Problem description:
Transcribe the passage of the Collins Watson profile below that begins with the words "Collins came to" and ends with "and physics departments.", reproducing it character for character.

══ Provided text ══

It’s unusual that engineering students have time to participate in extracurricular activities, but then Collins Watson is not your usual engineering student.
Collins came to UT Arlington in 2003 to pursue a graduate degree in biomedical engineering after earning a bachelor’s degree in electrical engineering at Texas Christian University. While at TCU, he received academic achievement scholarship awards and served as an undergraduate research assistant in both the engineering and physics departments.
His outstanding academic performance continued at UT Arlington, where he earned University Scholar Awards in 2005, 2006 and 2007. Also in 2005, Collins began what was to become an impressive record of student leadership activities, first as the public relations officer of the local chapter of the Biomedical Engineering Student Society and then as the group’s president for 2005-2006. During that time, he was also president to UT Arlington’s Graduate Student Senate. These endeavors earned him the University’s Outstanding Student Leader Award in 2006.

═══
══ Recorded data ══

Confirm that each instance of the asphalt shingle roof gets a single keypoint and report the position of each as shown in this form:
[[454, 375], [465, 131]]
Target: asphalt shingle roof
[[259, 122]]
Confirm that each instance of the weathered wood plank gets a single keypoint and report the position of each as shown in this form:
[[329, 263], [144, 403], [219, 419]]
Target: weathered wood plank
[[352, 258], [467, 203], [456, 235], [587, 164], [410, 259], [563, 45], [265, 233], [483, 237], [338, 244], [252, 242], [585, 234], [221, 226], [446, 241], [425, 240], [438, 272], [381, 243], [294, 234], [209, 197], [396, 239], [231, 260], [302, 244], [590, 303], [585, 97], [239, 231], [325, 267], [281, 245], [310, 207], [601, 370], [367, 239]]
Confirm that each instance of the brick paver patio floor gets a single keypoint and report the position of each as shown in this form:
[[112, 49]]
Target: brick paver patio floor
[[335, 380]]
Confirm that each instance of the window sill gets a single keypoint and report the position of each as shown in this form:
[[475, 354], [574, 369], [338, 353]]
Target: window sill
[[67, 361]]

═══
══ Recorded data ══

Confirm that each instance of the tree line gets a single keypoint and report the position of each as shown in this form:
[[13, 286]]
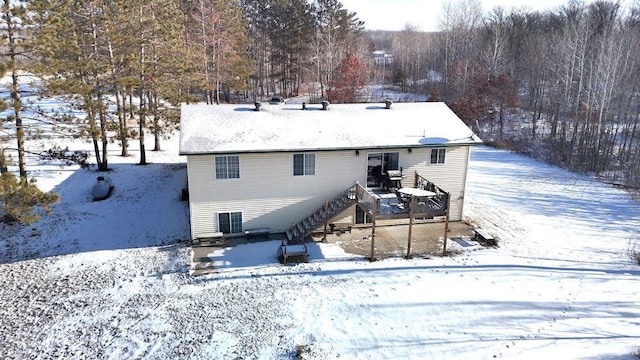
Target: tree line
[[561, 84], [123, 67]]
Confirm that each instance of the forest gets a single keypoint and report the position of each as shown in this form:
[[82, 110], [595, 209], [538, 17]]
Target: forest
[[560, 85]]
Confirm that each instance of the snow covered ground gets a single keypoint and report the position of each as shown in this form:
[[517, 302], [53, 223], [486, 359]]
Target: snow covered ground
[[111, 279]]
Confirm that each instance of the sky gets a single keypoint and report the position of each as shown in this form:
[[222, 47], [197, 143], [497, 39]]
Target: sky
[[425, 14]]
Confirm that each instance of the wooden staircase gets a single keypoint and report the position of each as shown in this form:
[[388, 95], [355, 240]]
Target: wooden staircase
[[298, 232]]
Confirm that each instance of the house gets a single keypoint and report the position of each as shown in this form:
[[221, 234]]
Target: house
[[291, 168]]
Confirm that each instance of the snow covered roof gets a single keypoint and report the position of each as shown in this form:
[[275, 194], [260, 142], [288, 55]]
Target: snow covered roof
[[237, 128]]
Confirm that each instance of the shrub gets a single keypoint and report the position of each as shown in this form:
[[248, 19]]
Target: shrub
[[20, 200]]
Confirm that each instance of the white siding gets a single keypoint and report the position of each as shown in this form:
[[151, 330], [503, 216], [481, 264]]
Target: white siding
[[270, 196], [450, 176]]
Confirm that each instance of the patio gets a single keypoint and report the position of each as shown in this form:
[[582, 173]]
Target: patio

═══
══ Recorded data ══

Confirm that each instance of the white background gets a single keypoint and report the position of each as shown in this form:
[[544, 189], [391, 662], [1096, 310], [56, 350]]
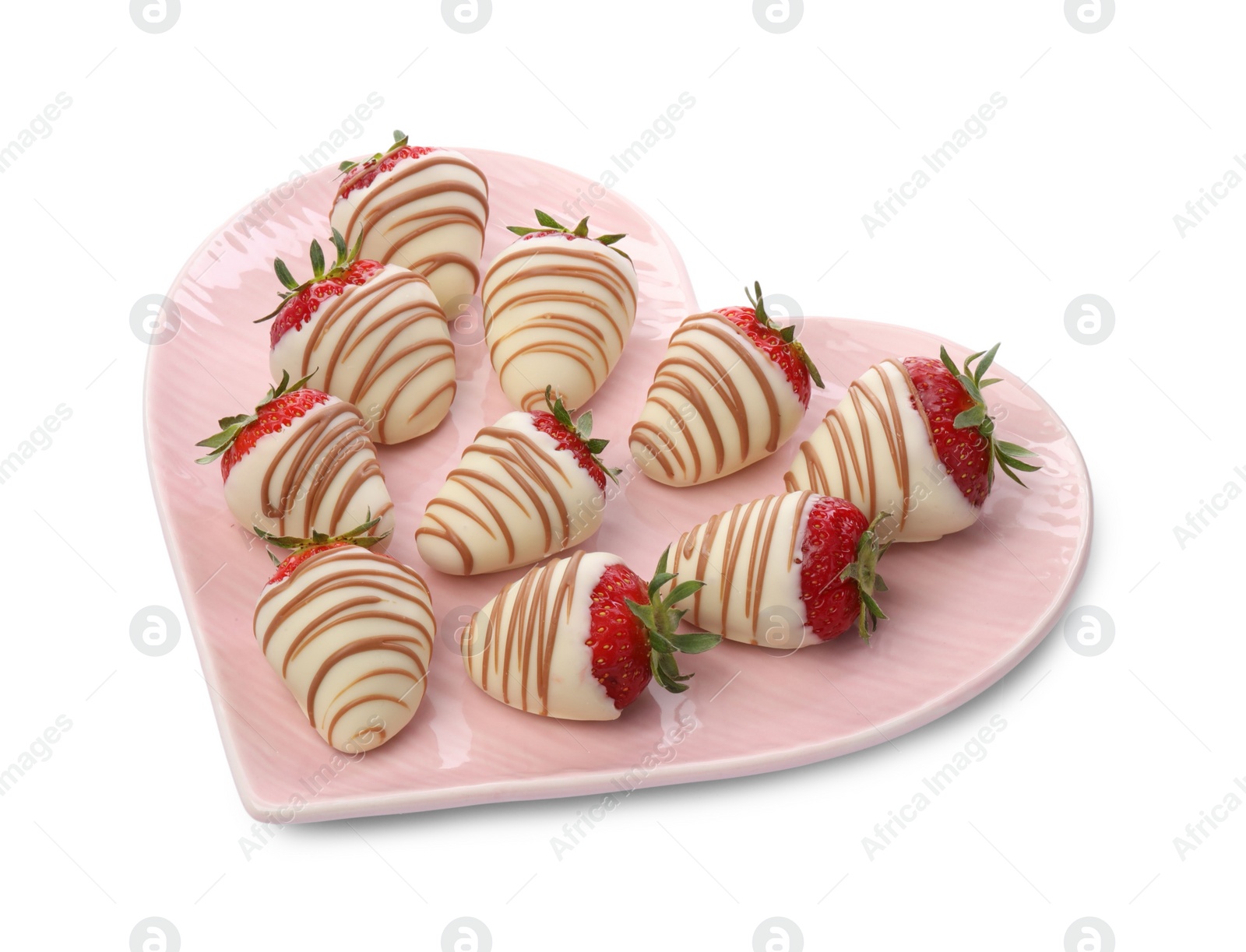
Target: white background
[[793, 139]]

═══

Output of the exercise:
Collins came to UT Arlington in 2003 to pursue a graduate degree in biomedical engineering after earning a bachelor’s degree in electrical engineering at Texas Christian University. While at TCU, he received academic achievement scholarship awards and served as an undergraduate research assistant in both the engineering and physics departments.